- Exercise goal
Rewrite the data as a numbered list, starting with its first line and going on through the line with "x=676 y=446", both ends included. Skip blank lines and leave the pictures out.

- Information supplied
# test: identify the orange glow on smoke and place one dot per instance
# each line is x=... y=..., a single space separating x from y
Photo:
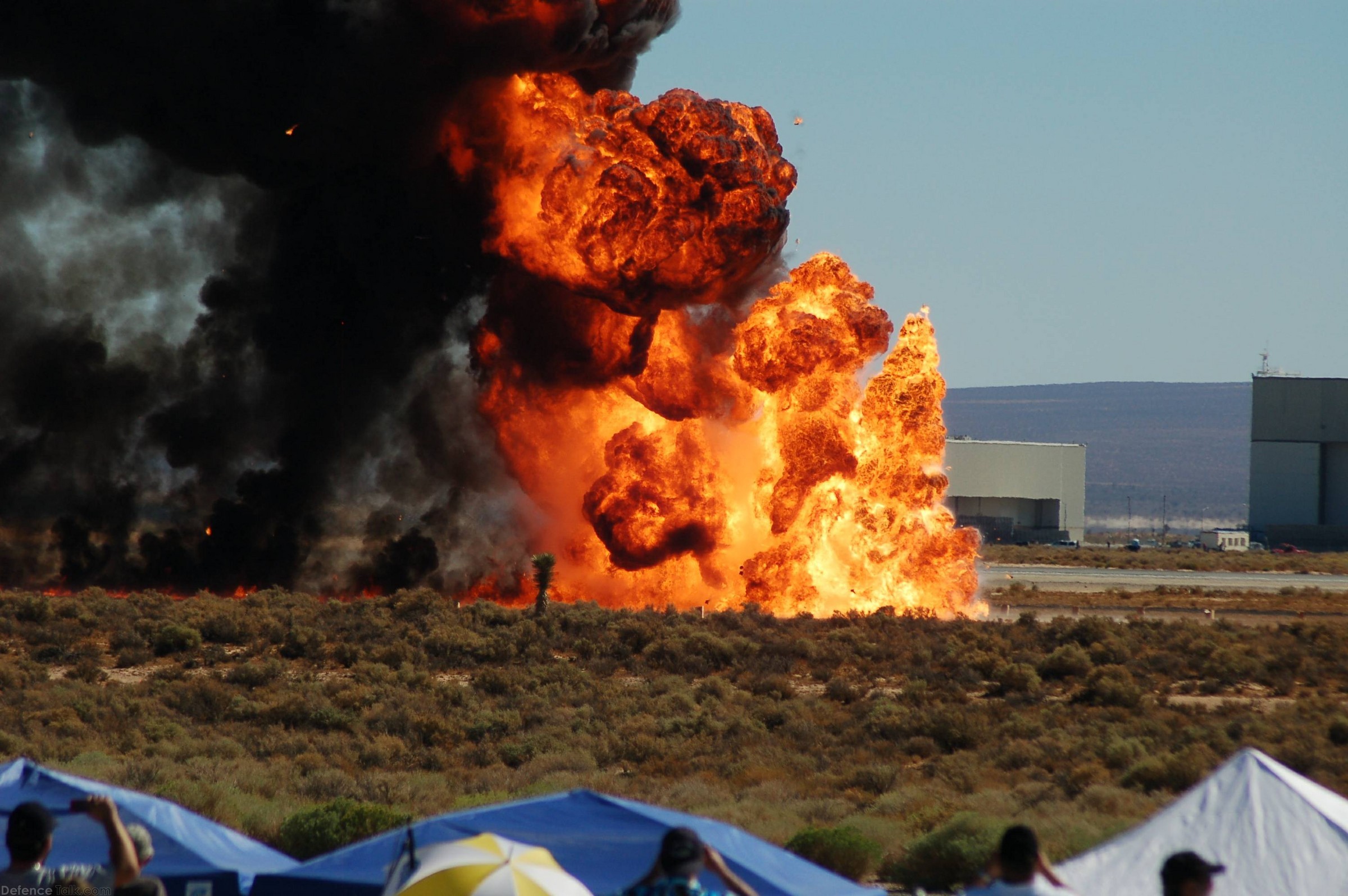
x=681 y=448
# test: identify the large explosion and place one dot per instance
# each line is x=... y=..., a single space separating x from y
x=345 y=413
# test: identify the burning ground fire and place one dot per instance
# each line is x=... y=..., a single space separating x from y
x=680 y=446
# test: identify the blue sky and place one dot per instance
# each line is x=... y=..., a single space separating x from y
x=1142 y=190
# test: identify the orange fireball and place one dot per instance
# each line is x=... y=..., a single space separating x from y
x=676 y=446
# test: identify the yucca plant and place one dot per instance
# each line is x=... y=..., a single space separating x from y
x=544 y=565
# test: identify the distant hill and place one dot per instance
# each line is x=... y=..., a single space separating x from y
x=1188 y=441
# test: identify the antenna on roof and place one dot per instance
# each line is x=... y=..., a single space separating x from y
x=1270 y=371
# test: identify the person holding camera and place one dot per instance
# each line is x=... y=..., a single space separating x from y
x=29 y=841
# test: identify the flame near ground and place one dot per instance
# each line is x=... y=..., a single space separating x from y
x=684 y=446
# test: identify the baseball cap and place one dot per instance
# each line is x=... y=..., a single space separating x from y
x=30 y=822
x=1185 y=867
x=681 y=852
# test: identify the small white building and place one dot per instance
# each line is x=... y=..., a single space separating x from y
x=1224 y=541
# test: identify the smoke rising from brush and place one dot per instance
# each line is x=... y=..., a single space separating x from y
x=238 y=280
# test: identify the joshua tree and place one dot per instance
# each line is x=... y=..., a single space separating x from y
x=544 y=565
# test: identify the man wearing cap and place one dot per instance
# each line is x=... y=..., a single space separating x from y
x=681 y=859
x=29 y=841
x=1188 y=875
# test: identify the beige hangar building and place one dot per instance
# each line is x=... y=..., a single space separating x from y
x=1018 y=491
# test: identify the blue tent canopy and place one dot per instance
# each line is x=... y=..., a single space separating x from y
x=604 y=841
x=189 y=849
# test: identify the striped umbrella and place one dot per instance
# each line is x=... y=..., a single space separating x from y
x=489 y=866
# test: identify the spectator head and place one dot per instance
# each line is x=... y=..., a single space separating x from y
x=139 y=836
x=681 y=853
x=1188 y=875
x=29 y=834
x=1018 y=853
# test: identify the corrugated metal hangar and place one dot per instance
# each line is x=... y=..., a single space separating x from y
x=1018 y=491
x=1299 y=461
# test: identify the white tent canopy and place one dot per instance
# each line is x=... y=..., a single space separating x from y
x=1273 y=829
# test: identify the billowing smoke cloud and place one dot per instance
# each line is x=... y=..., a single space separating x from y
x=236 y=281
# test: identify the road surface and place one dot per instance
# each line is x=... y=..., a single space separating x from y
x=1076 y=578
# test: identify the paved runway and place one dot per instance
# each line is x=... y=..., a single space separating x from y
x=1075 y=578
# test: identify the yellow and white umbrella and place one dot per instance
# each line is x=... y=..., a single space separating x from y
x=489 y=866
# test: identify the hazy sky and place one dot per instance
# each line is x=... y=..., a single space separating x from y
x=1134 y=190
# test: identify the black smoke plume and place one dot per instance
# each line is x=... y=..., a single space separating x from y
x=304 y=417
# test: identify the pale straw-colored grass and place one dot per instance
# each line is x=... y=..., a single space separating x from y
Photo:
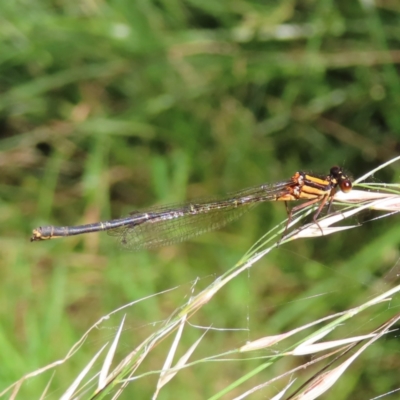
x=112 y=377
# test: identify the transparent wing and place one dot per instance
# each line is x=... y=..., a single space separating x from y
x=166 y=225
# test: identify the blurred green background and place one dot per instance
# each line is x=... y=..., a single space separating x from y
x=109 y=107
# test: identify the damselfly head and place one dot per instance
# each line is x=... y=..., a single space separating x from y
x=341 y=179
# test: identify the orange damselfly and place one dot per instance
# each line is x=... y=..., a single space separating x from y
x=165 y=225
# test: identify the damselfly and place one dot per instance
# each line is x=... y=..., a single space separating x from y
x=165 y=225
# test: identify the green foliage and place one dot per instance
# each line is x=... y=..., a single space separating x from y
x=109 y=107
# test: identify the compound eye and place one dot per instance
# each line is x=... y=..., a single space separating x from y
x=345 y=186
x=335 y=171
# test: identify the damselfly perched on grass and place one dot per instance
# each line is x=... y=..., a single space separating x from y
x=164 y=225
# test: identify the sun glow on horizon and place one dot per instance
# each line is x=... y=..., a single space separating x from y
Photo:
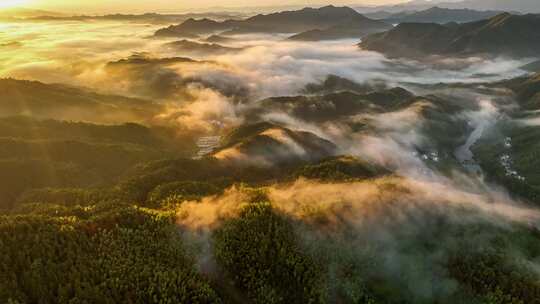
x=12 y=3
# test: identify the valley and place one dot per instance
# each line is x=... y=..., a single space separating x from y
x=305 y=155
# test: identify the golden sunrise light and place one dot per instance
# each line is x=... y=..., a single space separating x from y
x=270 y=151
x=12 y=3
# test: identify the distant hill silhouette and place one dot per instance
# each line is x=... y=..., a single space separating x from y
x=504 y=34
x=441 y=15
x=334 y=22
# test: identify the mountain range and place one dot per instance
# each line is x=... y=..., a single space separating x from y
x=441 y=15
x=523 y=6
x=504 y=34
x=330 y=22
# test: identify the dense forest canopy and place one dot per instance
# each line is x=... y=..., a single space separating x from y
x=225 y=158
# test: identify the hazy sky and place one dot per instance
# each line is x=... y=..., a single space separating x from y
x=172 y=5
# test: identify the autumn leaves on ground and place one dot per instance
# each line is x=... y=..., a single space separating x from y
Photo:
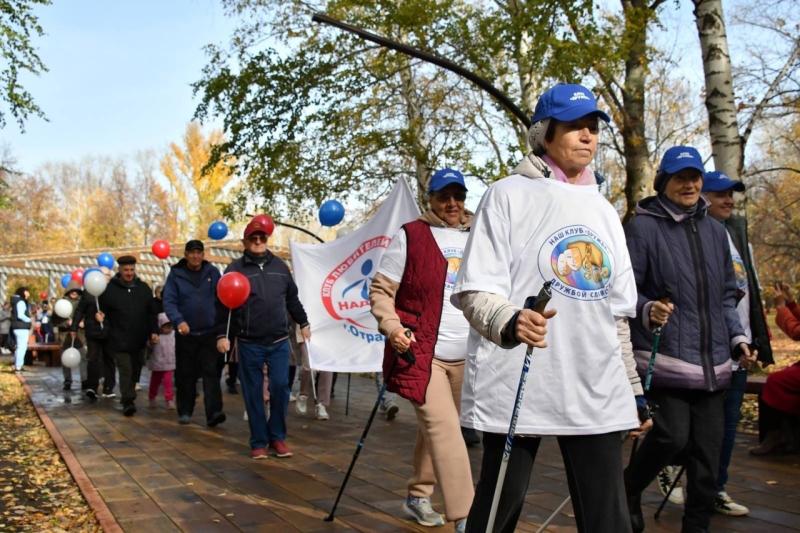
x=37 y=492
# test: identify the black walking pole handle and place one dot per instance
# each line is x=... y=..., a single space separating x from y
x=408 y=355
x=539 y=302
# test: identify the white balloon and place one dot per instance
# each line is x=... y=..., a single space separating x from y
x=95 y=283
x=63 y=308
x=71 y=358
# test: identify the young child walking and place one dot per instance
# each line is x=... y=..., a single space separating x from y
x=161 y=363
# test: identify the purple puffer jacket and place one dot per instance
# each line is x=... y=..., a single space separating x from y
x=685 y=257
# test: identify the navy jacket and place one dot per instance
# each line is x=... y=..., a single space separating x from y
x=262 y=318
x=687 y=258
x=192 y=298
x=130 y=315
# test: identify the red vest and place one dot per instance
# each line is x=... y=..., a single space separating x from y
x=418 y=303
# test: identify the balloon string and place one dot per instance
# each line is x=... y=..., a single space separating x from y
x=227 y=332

- The output
1. # test: identify the orange glow on smoke and place one dot per instance
2. # each line is x=... y=..., a single space separating x from y
3. Photo:
4. x=681 y=448
5. # test: identify the large explosion and place one dot per instance
6. # each line is x=... y=..., a single space separating x from y
7. x=345 y=413
8. # test: identify the burning ground fire and place one dot per instance
9. # each line is x=... y=..., a single space separating x from y
10. x=680 y=446
11. # test: identify the blue sky and place one dot per instance
12. # each line is x=... y=..., a single space separating x from y
13. x=1142 y=190
14. # test: identify the orange fireball and place one dot per instance
15. # each line is x=... y=..., a single space separating x from y
16. x=676 y=446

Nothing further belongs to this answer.